__The records__.
********

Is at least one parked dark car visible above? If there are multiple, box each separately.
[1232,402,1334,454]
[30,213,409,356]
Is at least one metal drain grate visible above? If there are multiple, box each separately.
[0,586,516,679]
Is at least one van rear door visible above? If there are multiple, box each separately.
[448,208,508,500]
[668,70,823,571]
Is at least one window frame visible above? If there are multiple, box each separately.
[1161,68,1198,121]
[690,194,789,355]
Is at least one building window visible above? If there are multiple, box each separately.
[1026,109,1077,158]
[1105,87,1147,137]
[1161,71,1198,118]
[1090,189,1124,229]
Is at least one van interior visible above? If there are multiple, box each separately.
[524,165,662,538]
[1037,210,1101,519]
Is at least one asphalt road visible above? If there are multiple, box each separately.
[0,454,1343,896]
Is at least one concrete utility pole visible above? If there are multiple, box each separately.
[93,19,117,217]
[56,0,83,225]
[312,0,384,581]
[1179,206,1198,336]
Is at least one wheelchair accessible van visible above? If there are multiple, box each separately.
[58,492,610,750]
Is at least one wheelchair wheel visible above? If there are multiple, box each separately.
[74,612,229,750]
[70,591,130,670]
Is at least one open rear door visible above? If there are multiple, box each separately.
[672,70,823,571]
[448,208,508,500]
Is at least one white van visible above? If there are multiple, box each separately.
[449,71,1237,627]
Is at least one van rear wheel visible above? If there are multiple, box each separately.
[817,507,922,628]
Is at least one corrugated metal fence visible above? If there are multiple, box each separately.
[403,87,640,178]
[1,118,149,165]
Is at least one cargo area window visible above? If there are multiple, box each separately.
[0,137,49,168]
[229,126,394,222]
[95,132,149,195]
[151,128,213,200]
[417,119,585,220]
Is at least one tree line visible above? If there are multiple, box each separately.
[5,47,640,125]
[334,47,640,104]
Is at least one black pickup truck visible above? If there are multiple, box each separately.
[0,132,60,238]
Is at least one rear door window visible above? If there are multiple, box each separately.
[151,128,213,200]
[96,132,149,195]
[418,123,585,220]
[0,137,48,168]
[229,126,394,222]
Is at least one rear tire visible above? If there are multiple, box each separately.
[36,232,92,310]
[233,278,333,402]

********

__What you are asked to do__.
Copy verbatim the stretch of the data above, from the line containing "Is at least one white" through the final line of the data, both ends included.

__Solution to this exercise__.
Is at least one white van visible above? If there are multiple, box each separately.
[449,71,1237,627]
Is at least one van rear wheel visible above? If there are multiple, box each separately.
[817,507,922,628]
Is at least one corrugated metal fence visible above? If there are multiple, box each separately.
[403,87,640,178]
[1,118,149,165]
Is at least one cargo area window visible above? If there are multiple, box each separately.
[0,137,49,168]
[229,126,394,222]
[95,132,149,195]
[151,128,213,200]
[417,119,585,220]
Is at least one tree line visible above? If there are multiple, box each separately.
[5,47,640,125]
[334,47,640,104]
Is at least one black pickup truck visible above? If there are multiple, box each separately.
[0,132,60,238]
Is at least one rear door window visible above? If there are multiple, box each separately.
[151,128,213,200]
[96,132,149,195]
[418,123,585,220]
[0,137,48,168]
[229,126,394,222]
Is at least one rear tire visible above? If there are multiple, box each separately.
[36,232,92,310]
[233,278,333,402]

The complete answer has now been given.